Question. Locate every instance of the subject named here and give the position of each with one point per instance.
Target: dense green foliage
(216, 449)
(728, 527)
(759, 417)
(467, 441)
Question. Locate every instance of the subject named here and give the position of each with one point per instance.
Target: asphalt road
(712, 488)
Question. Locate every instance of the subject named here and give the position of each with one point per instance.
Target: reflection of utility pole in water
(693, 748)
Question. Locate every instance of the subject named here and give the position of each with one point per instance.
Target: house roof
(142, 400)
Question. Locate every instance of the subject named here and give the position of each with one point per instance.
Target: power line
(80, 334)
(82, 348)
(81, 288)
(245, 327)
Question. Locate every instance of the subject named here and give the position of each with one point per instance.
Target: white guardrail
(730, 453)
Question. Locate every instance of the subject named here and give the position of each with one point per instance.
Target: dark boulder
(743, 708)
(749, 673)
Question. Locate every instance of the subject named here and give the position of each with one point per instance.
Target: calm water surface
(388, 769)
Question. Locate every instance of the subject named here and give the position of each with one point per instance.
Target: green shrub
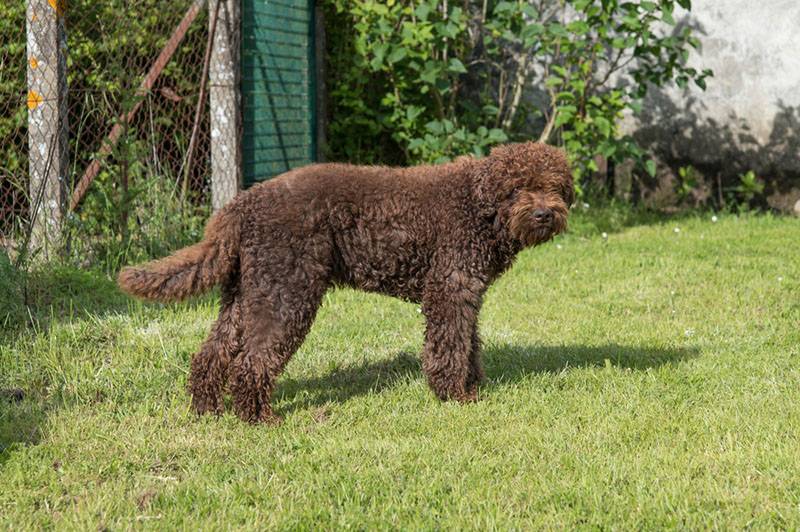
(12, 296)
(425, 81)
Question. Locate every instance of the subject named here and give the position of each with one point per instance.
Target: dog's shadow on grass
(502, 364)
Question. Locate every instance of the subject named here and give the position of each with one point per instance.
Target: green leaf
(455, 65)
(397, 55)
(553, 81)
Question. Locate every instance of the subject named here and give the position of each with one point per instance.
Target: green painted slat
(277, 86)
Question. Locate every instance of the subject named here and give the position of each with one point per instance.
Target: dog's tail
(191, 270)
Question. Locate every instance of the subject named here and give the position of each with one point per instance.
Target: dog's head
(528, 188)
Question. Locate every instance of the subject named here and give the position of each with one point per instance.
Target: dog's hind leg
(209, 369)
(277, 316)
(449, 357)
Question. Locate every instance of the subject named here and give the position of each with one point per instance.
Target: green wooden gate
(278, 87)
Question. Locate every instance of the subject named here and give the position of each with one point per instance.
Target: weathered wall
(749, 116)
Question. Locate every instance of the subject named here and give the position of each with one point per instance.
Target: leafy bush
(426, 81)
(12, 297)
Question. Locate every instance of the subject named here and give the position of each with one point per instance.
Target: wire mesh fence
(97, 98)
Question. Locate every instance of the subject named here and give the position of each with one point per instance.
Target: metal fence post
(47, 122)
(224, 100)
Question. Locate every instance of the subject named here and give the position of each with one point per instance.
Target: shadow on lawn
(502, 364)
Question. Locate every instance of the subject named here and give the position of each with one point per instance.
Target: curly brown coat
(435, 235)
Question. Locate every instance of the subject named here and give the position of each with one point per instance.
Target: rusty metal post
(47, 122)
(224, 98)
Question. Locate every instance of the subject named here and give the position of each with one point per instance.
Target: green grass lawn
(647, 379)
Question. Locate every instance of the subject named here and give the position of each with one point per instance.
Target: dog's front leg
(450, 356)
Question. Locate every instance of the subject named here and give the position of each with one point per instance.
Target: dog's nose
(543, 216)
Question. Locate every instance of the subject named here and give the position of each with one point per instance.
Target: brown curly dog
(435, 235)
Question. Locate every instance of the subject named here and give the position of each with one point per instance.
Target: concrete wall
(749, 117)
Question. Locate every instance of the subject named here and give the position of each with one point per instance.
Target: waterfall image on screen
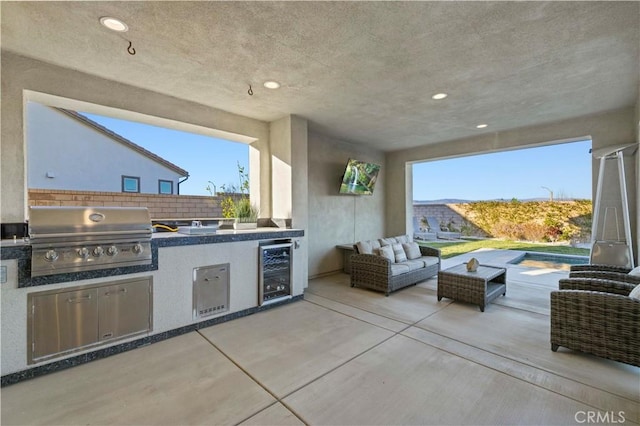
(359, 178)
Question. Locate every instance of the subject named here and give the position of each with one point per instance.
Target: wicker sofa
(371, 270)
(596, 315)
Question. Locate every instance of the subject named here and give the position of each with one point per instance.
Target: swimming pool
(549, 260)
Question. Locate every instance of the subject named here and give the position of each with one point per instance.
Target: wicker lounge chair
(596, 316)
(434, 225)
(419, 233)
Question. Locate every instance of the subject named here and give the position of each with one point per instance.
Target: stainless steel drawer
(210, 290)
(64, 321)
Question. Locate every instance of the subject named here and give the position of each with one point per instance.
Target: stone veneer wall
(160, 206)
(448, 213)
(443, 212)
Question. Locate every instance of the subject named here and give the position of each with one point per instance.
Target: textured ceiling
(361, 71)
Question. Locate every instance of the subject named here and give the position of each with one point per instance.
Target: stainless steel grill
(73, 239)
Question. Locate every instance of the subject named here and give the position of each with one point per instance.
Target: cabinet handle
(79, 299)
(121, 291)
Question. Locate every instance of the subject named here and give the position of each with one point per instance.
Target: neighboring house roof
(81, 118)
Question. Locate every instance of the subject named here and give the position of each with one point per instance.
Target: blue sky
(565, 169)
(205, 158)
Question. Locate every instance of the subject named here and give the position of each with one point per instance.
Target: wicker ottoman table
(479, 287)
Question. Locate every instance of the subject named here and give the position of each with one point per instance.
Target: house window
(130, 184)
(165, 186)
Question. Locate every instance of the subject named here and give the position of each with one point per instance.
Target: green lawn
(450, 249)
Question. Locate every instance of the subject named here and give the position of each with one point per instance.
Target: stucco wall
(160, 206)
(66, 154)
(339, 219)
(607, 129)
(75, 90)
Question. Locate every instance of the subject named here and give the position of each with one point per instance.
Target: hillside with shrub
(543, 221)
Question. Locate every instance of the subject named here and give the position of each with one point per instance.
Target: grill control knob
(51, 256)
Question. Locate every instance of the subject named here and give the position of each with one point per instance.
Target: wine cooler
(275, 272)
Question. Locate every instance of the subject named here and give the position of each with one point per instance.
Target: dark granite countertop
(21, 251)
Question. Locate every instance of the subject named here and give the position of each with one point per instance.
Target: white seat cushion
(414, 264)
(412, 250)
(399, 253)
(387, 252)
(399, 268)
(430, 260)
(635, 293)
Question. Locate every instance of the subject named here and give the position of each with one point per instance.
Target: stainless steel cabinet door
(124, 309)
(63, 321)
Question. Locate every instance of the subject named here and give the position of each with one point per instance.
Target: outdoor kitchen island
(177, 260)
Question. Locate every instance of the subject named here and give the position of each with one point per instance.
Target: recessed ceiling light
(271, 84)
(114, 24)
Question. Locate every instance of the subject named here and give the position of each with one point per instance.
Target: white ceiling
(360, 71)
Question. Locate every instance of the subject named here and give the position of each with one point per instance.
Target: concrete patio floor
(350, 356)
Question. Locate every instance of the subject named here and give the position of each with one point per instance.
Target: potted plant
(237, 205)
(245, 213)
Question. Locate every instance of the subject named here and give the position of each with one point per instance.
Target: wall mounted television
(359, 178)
───
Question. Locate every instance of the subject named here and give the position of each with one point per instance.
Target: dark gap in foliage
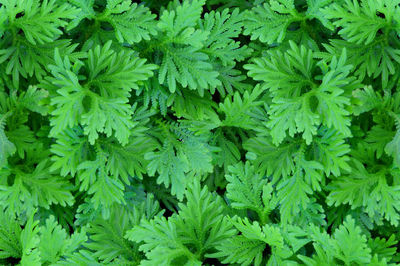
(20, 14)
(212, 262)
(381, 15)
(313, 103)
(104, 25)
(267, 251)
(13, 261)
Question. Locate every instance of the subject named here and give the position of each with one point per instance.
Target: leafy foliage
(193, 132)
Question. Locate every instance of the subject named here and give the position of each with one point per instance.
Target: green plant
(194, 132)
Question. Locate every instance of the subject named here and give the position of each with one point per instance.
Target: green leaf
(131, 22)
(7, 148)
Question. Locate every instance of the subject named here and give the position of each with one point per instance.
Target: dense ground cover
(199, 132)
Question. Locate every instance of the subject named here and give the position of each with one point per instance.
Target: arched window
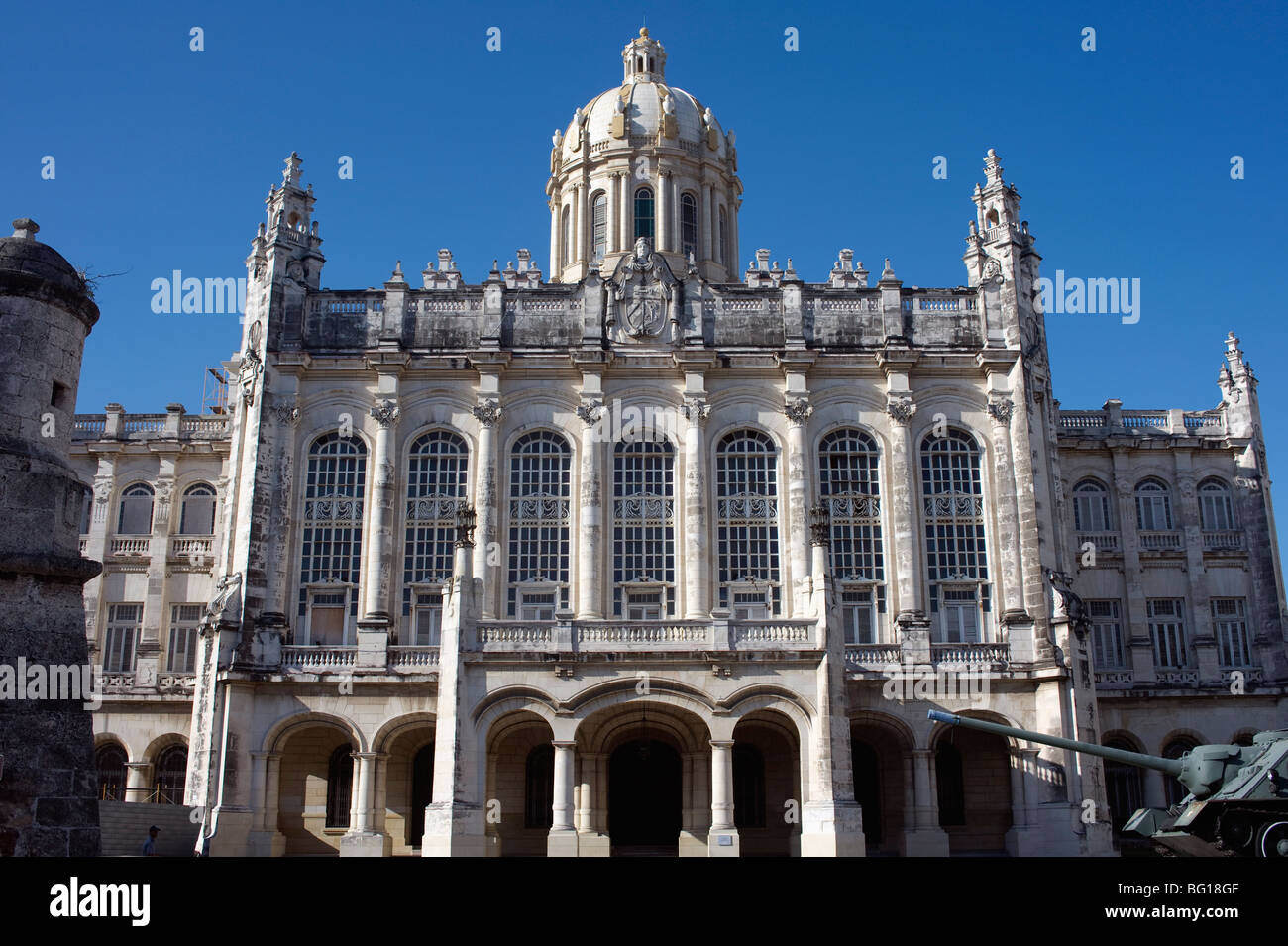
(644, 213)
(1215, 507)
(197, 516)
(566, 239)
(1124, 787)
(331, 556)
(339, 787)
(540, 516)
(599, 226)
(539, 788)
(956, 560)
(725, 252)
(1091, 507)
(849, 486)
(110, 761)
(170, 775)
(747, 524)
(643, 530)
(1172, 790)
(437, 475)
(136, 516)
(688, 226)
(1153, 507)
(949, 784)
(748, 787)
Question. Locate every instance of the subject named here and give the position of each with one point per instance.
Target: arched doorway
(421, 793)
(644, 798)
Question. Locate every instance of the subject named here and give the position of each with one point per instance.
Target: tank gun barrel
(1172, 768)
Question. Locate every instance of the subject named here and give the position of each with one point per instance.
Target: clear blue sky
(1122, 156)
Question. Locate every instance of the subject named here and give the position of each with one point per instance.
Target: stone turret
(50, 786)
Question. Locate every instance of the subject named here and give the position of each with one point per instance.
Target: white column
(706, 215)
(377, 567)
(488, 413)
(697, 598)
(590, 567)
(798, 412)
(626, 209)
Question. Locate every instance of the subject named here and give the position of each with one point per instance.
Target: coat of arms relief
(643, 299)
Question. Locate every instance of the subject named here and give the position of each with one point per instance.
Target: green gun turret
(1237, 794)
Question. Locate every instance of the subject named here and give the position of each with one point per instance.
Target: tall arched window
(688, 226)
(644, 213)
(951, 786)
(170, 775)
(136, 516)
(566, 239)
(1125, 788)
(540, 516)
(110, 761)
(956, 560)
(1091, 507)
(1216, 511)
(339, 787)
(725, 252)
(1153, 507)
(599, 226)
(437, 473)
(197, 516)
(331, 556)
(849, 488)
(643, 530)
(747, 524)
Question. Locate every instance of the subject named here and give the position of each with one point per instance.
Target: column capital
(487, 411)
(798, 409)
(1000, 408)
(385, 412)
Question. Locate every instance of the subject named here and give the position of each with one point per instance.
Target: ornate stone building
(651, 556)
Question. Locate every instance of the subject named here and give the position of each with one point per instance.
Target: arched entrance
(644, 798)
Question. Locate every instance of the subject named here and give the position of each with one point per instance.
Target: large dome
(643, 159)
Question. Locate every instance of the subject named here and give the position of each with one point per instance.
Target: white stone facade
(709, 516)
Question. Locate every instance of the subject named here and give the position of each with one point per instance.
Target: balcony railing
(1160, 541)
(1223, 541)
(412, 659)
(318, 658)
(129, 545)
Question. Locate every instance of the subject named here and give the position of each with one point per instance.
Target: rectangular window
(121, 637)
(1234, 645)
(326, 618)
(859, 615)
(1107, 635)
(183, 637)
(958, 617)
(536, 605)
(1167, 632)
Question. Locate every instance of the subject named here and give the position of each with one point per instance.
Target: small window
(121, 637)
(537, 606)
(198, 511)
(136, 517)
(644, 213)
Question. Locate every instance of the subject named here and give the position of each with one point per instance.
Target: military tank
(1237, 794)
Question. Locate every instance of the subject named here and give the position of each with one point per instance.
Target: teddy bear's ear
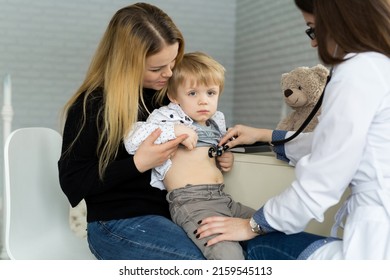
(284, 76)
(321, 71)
───
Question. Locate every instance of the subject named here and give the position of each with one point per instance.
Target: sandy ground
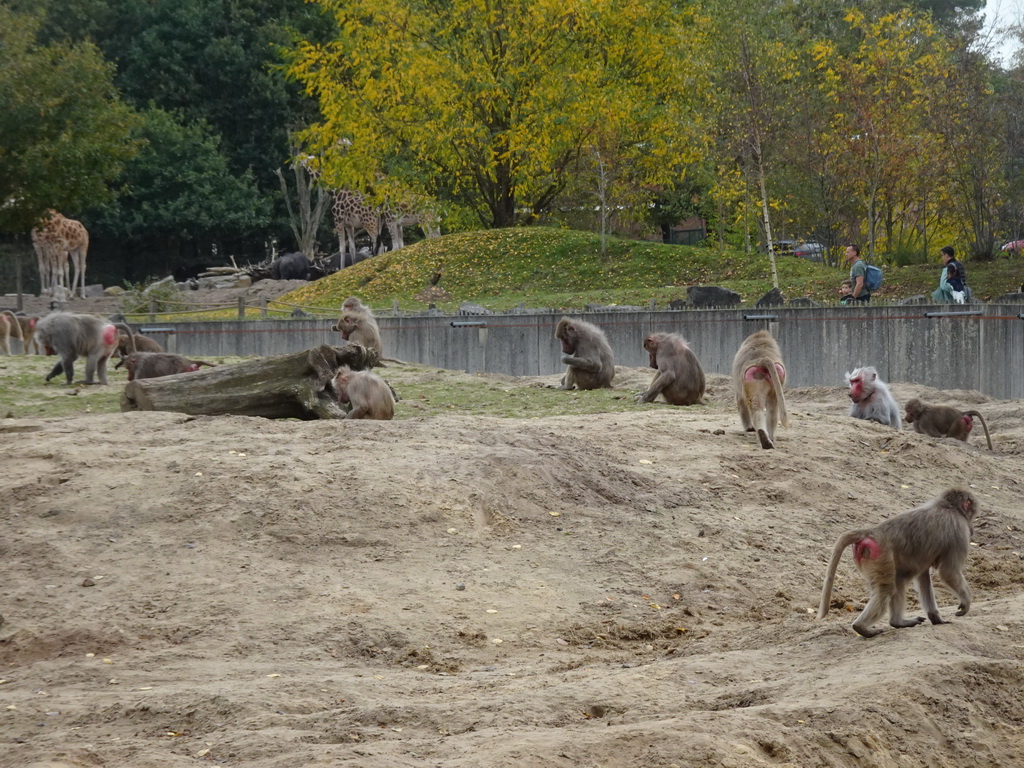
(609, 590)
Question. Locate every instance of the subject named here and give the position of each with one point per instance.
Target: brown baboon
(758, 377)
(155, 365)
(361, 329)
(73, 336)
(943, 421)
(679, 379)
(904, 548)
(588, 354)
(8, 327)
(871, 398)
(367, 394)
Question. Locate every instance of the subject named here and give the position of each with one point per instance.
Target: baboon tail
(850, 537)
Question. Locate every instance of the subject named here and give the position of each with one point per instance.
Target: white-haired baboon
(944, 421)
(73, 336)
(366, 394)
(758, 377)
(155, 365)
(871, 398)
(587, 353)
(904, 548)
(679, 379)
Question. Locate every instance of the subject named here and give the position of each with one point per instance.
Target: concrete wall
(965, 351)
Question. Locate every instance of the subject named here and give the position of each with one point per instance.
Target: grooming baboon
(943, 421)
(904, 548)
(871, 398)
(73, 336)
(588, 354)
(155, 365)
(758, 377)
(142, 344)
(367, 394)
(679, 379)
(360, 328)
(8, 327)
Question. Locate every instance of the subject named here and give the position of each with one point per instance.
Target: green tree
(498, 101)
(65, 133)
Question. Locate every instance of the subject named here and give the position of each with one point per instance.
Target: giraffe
───
▶ [WORK TO DO]
Copy out each line of the records that contains the word "column", matching its case exactly.

▶ [RESPONSE]
Target: white column
Target: column capital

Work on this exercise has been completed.